* SELECTED PASSAGE *
※
JuliaText / Embeddings.jl

Functions and data dependencies for loading various word embeddings (Word2Vec, FastText, GLoVE)
MIT License
81 stars 19 forks source link

A more featureful API #16

Open oxinabox opened 6 years ago

oxinabox commented 6 years ago

Shifting discussion form #14

dellison commented 6 years ago

Here are a couple of my initial thoughts.

I think one feature that any reasonable API will require is a fast way to go from word (to index) to vector. Currently this mapping is implicit, but walking through the word list for every vector lookup would be far too slow. The simplest way to do this would be to just add a Dict{String, Int} field to each of the EmbeddingSystem subtypes.

More generally, I think that it would be best to keep the interface minimal and "unopinionated." Embeddings.jl already seems to embrace this. I think that a Base.get-like interface would be best for up embeddings with a word key. This isn't real code, but I'm imagining something along the lines of:

julia> w2v = load_embeddings(Word2Vec{:en}, args...)
※
Reproduce word for word the stretch of the Embeddings.jl thread above that opens with the words "A more featureful" and closes with "my initial thoughts.".
※
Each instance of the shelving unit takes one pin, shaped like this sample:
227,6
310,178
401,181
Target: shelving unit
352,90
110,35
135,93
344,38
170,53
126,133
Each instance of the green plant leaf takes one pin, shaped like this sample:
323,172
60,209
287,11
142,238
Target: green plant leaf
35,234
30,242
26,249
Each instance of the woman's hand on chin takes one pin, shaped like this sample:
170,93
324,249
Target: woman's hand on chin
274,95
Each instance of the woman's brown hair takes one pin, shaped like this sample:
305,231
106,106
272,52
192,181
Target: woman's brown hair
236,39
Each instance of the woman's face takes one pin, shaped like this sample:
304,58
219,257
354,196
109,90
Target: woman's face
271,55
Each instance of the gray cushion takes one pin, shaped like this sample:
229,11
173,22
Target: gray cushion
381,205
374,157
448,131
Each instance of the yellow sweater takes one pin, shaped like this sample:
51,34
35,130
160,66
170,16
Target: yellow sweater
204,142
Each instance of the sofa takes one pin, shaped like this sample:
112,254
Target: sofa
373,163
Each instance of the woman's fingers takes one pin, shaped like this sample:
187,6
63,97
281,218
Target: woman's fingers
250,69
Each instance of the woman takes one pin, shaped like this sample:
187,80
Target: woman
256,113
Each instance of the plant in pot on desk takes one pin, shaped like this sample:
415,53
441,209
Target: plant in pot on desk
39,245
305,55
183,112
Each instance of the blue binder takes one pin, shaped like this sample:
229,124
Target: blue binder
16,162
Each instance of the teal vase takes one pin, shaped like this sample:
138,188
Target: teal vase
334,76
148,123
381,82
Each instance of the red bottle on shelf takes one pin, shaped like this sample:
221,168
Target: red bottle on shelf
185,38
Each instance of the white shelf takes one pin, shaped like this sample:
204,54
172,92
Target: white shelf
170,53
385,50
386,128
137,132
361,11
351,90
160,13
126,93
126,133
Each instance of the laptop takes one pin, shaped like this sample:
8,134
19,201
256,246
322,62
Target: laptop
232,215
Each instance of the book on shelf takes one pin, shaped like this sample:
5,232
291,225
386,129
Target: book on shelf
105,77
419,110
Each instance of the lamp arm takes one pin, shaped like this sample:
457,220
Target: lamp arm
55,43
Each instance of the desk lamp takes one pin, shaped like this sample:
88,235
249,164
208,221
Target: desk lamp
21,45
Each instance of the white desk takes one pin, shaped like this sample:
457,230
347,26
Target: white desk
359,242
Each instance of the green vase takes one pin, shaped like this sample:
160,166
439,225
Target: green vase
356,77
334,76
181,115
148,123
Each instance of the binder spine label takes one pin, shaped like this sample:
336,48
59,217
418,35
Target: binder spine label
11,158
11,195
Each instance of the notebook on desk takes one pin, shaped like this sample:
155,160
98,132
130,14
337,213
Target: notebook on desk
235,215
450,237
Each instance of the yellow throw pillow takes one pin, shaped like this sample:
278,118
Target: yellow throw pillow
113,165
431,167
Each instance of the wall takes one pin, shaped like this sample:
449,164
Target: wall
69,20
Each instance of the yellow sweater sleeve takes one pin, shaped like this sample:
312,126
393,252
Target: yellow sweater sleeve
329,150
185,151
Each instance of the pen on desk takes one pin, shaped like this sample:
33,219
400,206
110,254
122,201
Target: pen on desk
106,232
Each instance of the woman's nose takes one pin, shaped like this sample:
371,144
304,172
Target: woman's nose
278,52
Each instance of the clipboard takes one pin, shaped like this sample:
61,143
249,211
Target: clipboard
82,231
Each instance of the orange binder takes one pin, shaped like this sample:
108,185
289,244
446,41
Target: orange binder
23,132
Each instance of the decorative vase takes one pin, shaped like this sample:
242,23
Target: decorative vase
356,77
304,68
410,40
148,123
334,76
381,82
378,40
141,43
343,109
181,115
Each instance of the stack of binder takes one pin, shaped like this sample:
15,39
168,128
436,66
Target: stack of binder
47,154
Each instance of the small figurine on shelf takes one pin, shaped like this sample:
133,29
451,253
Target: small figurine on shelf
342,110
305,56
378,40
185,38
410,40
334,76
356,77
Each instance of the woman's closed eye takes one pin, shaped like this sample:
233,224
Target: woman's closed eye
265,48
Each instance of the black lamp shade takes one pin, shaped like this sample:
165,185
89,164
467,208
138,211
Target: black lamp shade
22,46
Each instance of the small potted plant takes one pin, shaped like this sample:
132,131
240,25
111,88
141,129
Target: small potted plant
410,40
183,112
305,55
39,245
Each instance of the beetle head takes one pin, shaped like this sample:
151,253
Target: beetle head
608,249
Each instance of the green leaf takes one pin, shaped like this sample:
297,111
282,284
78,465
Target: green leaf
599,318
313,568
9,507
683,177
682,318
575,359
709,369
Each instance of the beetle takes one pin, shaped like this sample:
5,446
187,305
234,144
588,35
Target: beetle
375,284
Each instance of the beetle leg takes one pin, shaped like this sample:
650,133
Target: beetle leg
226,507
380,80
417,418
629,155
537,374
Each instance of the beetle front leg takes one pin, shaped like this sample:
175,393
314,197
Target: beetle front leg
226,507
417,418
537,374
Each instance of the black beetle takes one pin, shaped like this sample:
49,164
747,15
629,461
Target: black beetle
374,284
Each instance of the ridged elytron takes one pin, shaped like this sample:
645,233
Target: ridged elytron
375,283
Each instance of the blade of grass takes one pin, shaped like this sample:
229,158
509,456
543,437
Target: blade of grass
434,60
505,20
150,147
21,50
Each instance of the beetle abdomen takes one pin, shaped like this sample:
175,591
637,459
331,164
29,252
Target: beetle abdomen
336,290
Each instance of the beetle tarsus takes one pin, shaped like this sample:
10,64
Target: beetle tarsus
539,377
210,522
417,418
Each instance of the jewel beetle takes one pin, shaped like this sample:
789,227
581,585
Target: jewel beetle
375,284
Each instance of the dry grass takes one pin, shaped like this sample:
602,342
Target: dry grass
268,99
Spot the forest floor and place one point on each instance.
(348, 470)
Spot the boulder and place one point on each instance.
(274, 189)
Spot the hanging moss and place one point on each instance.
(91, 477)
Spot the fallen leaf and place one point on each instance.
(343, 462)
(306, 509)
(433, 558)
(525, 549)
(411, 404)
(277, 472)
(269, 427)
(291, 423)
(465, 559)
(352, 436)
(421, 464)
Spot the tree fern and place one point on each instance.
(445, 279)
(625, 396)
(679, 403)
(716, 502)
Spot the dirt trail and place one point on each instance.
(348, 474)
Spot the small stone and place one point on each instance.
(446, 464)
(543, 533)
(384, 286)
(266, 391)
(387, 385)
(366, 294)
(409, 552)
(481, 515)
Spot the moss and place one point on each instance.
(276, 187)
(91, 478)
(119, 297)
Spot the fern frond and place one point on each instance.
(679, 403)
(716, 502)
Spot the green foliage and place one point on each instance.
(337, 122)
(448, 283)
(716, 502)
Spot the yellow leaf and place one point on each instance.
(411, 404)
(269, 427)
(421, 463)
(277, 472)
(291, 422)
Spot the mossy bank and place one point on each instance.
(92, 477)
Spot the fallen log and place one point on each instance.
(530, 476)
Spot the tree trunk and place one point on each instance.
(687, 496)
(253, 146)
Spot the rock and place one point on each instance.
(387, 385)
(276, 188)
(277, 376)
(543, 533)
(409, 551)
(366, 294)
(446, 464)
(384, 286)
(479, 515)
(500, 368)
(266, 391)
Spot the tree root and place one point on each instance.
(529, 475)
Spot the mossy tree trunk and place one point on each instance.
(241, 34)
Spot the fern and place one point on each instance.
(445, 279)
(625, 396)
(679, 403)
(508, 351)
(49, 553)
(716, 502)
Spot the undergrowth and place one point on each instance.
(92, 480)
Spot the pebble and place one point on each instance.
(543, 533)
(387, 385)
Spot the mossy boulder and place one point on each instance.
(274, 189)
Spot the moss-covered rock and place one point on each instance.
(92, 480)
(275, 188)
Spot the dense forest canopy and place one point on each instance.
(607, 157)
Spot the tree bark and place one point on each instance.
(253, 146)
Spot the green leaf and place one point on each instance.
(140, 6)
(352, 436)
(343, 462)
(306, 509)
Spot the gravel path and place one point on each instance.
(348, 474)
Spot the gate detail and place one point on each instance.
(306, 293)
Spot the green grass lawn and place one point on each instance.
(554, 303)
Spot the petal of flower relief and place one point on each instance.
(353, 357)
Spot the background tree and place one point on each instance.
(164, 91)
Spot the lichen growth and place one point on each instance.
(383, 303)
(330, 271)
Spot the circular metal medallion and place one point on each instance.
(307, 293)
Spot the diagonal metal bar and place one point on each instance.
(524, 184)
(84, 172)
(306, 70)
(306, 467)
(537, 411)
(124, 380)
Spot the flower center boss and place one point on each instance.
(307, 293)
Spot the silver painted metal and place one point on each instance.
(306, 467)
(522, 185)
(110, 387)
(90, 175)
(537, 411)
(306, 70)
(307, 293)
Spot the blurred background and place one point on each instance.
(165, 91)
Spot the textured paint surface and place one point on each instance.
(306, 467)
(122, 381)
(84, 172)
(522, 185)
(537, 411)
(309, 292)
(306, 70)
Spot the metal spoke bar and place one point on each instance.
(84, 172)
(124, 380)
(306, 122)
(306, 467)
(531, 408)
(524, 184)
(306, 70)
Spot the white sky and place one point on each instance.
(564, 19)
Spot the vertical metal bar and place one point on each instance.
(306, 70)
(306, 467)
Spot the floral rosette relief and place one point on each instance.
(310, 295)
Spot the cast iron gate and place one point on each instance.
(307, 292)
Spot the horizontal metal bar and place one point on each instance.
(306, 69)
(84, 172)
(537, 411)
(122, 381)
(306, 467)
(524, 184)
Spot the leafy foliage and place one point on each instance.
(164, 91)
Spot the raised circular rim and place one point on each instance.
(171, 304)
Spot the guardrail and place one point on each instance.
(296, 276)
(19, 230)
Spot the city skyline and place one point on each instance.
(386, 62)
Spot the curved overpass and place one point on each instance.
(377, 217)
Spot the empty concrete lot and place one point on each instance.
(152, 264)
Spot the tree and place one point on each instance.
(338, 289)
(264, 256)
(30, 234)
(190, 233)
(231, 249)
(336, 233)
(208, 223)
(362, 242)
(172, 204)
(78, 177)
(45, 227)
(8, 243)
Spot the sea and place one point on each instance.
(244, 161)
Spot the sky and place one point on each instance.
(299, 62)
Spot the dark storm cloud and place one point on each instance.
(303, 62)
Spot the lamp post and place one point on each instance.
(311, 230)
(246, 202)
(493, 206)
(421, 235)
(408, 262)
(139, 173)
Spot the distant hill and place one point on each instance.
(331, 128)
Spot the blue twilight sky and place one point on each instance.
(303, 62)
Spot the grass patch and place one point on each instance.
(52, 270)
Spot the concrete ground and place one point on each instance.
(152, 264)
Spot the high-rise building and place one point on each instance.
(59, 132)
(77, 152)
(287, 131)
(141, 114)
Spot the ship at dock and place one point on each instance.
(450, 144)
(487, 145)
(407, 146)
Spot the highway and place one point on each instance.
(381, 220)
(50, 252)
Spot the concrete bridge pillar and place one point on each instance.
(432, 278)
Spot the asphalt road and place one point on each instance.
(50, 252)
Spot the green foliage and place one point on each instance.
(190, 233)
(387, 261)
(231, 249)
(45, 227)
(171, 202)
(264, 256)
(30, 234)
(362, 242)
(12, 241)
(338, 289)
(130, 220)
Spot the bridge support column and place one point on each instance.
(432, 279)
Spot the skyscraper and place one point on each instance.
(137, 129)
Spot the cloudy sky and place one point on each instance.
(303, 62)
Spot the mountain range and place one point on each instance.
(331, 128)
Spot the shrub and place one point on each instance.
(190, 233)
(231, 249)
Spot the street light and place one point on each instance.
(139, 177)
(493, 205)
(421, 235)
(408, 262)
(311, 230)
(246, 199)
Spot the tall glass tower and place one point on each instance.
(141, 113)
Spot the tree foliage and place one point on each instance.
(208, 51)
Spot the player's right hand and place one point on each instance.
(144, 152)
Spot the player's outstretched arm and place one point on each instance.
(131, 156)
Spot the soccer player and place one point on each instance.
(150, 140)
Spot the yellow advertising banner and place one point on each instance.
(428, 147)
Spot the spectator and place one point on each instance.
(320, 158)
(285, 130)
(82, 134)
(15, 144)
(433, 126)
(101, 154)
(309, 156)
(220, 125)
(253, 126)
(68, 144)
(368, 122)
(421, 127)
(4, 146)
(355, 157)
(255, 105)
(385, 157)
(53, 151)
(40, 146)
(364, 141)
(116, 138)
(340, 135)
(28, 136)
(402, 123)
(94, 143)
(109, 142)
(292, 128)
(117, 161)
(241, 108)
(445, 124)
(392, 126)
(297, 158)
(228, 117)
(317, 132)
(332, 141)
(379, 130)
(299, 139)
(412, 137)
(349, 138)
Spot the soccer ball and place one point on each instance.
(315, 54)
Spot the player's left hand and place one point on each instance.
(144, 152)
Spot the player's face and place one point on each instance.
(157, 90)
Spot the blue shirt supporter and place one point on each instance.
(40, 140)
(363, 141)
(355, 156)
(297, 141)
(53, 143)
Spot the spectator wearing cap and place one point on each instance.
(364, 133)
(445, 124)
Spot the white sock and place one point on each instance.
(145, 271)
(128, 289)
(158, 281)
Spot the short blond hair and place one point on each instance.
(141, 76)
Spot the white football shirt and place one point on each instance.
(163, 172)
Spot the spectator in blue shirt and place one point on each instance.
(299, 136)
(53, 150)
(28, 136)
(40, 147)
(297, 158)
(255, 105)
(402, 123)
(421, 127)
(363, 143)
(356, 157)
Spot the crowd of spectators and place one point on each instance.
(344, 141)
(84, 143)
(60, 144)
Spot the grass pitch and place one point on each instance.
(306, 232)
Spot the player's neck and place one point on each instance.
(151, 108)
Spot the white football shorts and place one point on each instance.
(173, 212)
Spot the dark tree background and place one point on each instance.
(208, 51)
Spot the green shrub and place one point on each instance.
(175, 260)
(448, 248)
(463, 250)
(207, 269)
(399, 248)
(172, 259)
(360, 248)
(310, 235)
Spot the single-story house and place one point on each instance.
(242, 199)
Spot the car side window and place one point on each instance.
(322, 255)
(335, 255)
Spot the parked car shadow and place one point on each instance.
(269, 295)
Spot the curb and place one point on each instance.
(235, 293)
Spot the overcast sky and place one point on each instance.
※
* EXPECTED ANSWER *
A more featureful API #16

Open oxinabox opened 6 years ago

oxinabox commented 6 years ago

Shifting discussion form #14

dellison commented 6 years ago

Here are a couple of my initial thoughts.